BEGIN Passage given

Books

These Are 13 Books From 2015 You Need To Read

Qualifying books is really hard to do. Who’s to say Book X is “buzz-worthy,” while Book Y is a dud? What makes Book N listicle fodder, while Book B is destined for the donation bins?

But it’s these complications (or snobberies, or proclivities, or whatever you want to call them) that makes the books world so fascinating. Do you think D.H. Lawrence was a critical darling? Did you have any idea you’d fall in love with that random book you were forced to buy in the airport that one time? No, and probably no. You can only know what books will speak to you once you read the damn book; and only time can tell what’ll last and what won’t.

Considering these factors, 2015 has so far been a banner year for big books: to name just a few, this year has seen the release (and attendant mania) of Girl on the Train by Paula Hawkins, Harper Lee’s Go Set a Watchman , Judy Blume’s In the Unlikely Event, and Toni Morrison's God Help the Child . Oh, and coloring books. You probably have all of these on your shelves.

END Passage given
BEGIN Material shown

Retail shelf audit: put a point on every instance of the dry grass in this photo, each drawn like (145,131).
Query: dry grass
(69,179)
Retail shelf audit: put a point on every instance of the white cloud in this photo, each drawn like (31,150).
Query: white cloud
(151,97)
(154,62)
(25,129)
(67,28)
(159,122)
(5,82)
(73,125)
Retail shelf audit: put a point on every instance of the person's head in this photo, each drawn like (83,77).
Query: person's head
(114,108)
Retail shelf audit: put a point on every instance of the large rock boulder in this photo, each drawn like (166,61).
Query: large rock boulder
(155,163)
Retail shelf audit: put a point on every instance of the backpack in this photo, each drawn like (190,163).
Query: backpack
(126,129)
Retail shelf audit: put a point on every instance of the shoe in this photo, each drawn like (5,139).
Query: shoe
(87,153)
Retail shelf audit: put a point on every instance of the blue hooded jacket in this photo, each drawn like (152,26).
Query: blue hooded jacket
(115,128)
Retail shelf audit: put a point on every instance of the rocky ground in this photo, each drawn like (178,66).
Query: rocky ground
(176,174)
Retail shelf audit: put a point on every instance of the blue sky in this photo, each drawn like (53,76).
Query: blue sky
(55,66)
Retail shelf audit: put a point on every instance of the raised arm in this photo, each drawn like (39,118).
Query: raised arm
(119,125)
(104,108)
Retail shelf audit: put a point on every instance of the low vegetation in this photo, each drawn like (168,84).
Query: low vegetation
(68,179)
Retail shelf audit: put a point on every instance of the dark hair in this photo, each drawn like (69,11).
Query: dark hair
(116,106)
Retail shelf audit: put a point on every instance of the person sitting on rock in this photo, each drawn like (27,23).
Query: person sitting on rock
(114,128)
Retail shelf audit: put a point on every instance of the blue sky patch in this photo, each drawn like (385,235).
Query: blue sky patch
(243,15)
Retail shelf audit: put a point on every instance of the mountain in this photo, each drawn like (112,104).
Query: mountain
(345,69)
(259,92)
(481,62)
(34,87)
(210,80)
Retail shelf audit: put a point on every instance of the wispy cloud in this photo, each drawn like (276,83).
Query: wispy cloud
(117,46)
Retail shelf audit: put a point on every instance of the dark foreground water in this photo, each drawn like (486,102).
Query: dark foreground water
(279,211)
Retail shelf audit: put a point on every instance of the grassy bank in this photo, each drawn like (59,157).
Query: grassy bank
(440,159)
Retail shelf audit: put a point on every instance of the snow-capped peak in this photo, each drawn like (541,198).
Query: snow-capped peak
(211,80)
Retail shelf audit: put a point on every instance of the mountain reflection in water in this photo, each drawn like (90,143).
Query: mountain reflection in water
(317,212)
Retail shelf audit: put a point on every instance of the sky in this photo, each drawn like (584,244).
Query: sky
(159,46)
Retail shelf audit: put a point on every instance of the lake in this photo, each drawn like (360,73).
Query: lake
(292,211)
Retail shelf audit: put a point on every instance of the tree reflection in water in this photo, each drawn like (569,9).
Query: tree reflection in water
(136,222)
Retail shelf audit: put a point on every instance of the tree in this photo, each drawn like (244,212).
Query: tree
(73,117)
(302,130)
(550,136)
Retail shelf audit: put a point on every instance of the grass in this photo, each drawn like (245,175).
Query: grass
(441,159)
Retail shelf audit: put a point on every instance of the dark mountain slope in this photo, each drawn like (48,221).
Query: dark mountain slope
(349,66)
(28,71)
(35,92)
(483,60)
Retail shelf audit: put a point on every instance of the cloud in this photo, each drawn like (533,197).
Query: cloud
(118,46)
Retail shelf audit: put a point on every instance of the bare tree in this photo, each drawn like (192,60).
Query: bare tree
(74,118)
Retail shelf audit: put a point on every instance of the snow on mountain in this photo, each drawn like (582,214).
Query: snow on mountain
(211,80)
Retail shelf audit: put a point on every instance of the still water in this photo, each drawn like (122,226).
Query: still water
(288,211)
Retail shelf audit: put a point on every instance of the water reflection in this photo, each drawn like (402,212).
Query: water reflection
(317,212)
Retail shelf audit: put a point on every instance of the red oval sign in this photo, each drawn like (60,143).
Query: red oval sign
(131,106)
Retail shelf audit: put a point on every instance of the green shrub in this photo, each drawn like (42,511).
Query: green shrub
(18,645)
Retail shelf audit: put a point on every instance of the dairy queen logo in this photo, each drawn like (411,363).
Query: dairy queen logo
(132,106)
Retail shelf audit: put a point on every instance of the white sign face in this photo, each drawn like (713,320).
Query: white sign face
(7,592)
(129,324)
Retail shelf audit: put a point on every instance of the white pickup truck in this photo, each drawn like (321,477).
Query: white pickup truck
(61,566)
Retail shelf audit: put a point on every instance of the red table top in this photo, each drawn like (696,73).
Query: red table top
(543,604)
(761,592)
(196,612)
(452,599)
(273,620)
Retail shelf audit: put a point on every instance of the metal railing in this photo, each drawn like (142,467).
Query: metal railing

END Material shown

__Objectives__
[1] In the article about 2015 books, echo the part that opens with the words containing "Qualifying books is" and closes with "the donation bins?".
[2] Summarize the article about 2015 books in two sentences.
Rely only on the article about 2015 books.

__Solutions to the tasks__
[1]
Qualifying books is really hard to do. Who’s to say Book X is “buzz-worthy,” while Book Y is a dud? What makes Book N listicle fodder, while Book B is destined for the donation bins?

[2] Judging which books deserve attention is hard, and you can only know whether a book will speak to you by reading it, while only time shows which books will last. Even so, 2015 has been a banner year for big books, with releases such as Paula Hawkins's Girl on the Train, Harper Lee's Go Set a Watchman, Judy Blume's In the Unlikely Event, Toni Morrison's God Help the Child, and coloring books.